» **REQUIREMENTS**: Return every line of the listing below word for word, but leave the pictures out.

» **RECORDED INFORMATION**:
===============
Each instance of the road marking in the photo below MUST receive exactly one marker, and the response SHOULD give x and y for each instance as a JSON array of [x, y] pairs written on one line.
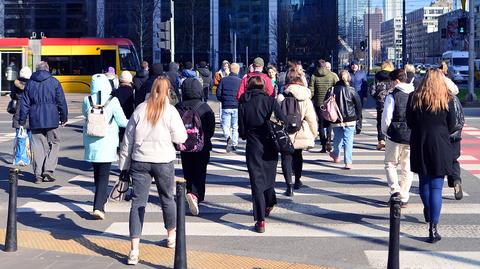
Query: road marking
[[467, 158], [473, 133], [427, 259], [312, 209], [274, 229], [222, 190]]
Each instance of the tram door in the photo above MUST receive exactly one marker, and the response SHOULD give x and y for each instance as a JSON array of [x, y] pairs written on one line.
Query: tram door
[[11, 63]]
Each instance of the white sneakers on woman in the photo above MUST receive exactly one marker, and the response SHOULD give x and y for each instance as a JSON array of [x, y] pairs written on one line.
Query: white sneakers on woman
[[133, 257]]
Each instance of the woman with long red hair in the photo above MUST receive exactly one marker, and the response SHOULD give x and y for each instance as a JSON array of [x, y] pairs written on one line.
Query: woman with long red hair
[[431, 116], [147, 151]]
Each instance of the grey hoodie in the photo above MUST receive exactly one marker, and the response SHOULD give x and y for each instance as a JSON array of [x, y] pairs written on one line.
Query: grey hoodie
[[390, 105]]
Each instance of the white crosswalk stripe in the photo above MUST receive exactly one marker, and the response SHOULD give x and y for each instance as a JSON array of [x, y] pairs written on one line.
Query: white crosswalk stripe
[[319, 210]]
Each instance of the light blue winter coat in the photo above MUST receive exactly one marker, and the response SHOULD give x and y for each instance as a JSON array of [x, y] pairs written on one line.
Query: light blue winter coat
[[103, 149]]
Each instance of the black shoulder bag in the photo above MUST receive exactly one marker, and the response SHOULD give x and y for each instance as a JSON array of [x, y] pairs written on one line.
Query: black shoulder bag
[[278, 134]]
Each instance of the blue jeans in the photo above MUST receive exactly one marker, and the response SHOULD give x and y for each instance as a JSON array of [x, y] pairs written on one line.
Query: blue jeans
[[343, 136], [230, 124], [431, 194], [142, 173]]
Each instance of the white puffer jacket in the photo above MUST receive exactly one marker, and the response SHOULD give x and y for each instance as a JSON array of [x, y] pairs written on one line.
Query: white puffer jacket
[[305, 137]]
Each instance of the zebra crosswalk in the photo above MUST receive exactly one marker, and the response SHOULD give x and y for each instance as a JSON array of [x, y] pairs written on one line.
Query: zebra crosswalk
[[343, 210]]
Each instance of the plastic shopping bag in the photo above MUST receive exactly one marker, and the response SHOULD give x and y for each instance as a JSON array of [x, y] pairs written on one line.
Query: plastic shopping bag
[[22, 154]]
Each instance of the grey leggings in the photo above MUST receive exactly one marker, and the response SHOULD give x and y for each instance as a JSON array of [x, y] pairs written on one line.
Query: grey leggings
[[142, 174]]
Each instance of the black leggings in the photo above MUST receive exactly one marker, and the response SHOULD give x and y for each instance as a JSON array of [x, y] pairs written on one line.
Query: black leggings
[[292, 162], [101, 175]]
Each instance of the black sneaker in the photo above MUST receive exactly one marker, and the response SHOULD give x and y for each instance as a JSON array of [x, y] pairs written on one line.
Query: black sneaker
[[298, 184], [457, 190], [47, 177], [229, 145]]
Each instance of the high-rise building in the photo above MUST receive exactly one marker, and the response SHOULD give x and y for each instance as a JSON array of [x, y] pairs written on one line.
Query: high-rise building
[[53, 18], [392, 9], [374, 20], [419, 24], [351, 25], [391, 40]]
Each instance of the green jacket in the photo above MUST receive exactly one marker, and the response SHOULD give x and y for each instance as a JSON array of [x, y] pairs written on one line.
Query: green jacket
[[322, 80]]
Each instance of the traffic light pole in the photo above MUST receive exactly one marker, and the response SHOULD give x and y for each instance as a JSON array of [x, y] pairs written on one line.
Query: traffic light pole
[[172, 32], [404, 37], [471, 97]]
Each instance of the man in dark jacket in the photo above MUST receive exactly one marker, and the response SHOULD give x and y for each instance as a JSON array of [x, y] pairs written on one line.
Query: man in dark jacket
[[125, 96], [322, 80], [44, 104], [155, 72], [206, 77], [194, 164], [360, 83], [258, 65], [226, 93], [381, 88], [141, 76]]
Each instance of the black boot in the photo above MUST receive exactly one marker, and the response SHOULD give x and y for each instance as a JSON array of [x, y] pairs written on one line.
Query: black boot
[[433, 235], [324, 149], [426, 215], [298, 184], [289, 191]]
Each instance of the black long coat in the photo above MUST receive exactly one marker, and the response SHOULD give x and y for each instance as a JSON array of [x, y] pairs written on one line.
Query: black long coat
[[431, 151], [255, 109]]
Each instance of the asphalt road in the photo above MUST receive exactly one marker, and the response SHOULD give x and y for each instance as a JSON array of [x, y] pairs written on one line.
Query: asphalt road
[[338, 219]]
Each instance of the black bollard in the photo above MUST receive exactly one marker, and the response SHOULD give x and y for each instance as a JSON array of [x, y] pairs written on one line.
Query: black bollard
===============
» **TASK RESULT**:
Each instance of the road marking in the photo below MUST receive exactly one marker, and the response SHOULD give x and y for each instance as a JSON array of [x, y] pairs written on one line.
Query: road marking
[[467, 158], [473, 133], [427, 259], [312, 209], [274, 229], [222, 190]]
Each instance of the tram door in the photo above MUST receive exactly one marker, and the response SHOULD give x and y for each instance as a JSON array of [x, y] pairs written on one line.
Query: tram door
[[11, 63]]
Each instance of the white sneakers on woman in the photo above MUST receive exactly one marker, and the response SHOULD give x and y for each instance as a JSON array of [x, y] pairs written on one line.
Query: white sneakers on woman
[[133, 257]]
Each instance of the woman with long red hair in the photo above MUST receive exactly one marker, and the response SHOULD give x and y for each instance as a JSON array of [x, y] pairs written on one line.
Query: woman with long red hair
[[431, 116], [147, 151]]
Each instance of the grey hoodie in the photo above MUST receive exactly one marker, and the response SHOULD give x and y for each instance as a JSON array of [x, y] pairs written on one line.
Query: grey hoodie
[[390, 105]]
Each instance of the white crosswalk stripe in the photo above MUST receive exactly one marker, and the response SHOULD give x and y for each instance as a JSON array of [x, y] pairs written on one line.
Query: white crosswalk stripe
[[319, 210]]
Each instance of the light blue winter coat in the photo above MUST receive exactly one marker, and the response SHOULD give x and y for each instance as a JSON array of [x, y] pairs written on one line.
Query: light blue winter coat
[[103, 149]]
Each instance of the black shoulder bag in the photo above MUST receive exactly one marker, and the response SHOULD give x and y for each instance as a JSON array of [x, y] pairs written on one line.
Query: black shoulder bag
[[278, 134]]
Each instance of the blue jeans in the photo above MUST receive exactly one marker, and the response SHOULD give x and y for each instance as a JSON array of [x, y] pairs written on one line.
Query: blue jeans
[[343, 136], [230, 124], [431, 194], [142, 173]]
Each instance of the white puffer jacket in the photo above MUST receive exactly one marker, and the response SHOULD give x and y for each instance as a JSON array of [x, y] pairs written on one line.
Query: white puffer jacket
[[305, 137]]
Each instance of the zebra crosswalk in the photo above MUST receive exactly one marker, and the response SHOULD give x and y for each instance as a JSON array of [x, y] pairs written on one line.
Query: zebra crosswalk
[[343, 210]]
Each instance of the plastic shopping bag in the photo above MUST receive exactly one marker, and the response SHOULD give x and y for each instance as a JSON array of [x, y] pairs written on one line.
Query: plastic shopping bag
[[22, 154]]
Each instance of the grey leggings in the photo above MUST receive exactly one marker, and the response SHOULD give x and y for each instance as a JSON array of [x, y] pairs written on one line.
Query: grey leggings
[[142, 174]]
Each instance of the black leggings in the photo above MUST receive exactly one marker, and the response SHOULD give x and y for each instance as a JSON array of [x, y] pairs written on one line.
Query: black leggings
[[292, 162], [101, 175]]
Each instance of the black sneaker in the photo above MUST receive exactly one marker, and the response SHOULD give x and y for each instance as a JSON array of [x, y] pairs written on one line.
Query: black sneaker
[[298, 184], [457, 190], [47, 177], [229, 145]]
Each instance of the high-rise building in the photo above MUST receive exactly one marker, and the response SHOULD give x and y for each instance as a JSON array of [x, y] pairs written on one line.
Query: high-rise building
[[53, 18], [392, 9], [374, 20], [419, 24], [351, 25], [391, 40]]
Each instance of the green jacket in the photo above MUST receive exactly one marker, and the response SHOULD give x and y for each instance as a JSON array of [x, y] pairs written on one line.
Query: green jacket
[[322, 80]]
Each instance of the traffic light pole in the photo above MUST receive exactly one marker, and the response SHOULD give x and y for each instance as a JSON array of [x, y] pairs written on one line.
Query: traffic light pole
[[172, 32], [404, 37], [471, 97]]
Each instance of the man in dark jacket in the photo above MUST receive exactly one marker, and the response SHOULD give x and y for each instance as a JSON array of [x, y] pairs written on one line.
Query: man in dark jacket
[[125, 96], [322, 80], [44, 104], [155, 72], [206, 77], [194, 164], [360, 83], [258, 65], [226, 93], [381, 88], [141, 76]]
Each instance of the black boot in the photo above MUST receive exactly one marker, and the response SHOULD give x and y for each instance as a JSON array of [x, y] pairs written on one line.
Query: black boot
[[433, 235], [324, 149], [426, 215], [298, 184], [289, 191]]
Each instance of the black long coat in the photo above MUST receive exactly one marker, and the response SHOULD give x and y for each instance as a JSON array of [x, y] pairs written on one line.
Query: black long coat
[[431, 151], [255, 109]]
Each instance of the asphalt road in the photo above MUST receive exactly one marker, and the response SHOULD give x and y for each instance as a JSON array of [x, y] pairs written on one line.
Query: asphalt road
[[338, 219]]
Each instance of the black bollard in the photo above MUST receive exactly one marker, and the response SHOULD give x and y for each instance as a JSON array of [x, y] pairs written on one line.
Query: black bollard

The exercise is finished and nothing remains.